» Records:
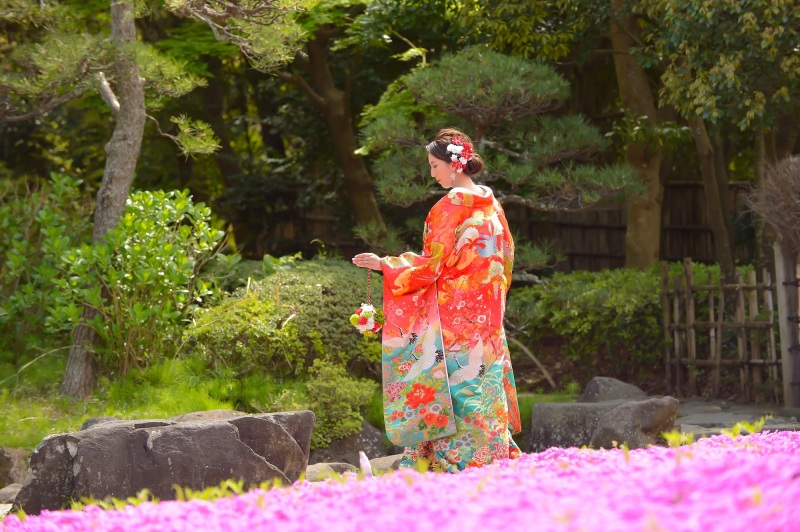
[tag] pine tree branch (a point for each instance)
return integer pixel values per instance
(107, 93)
(315, 99)
(173, 138)
(43, 108)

» Task goal:
Repeat all of the data above word for word, leaving out the pictures.

» Expected output:
[tag] pine tree branch (a point for each instance)
return integer pixel values per instance
(107, 93)
(315, 99)
(173, 138)
(43, 108)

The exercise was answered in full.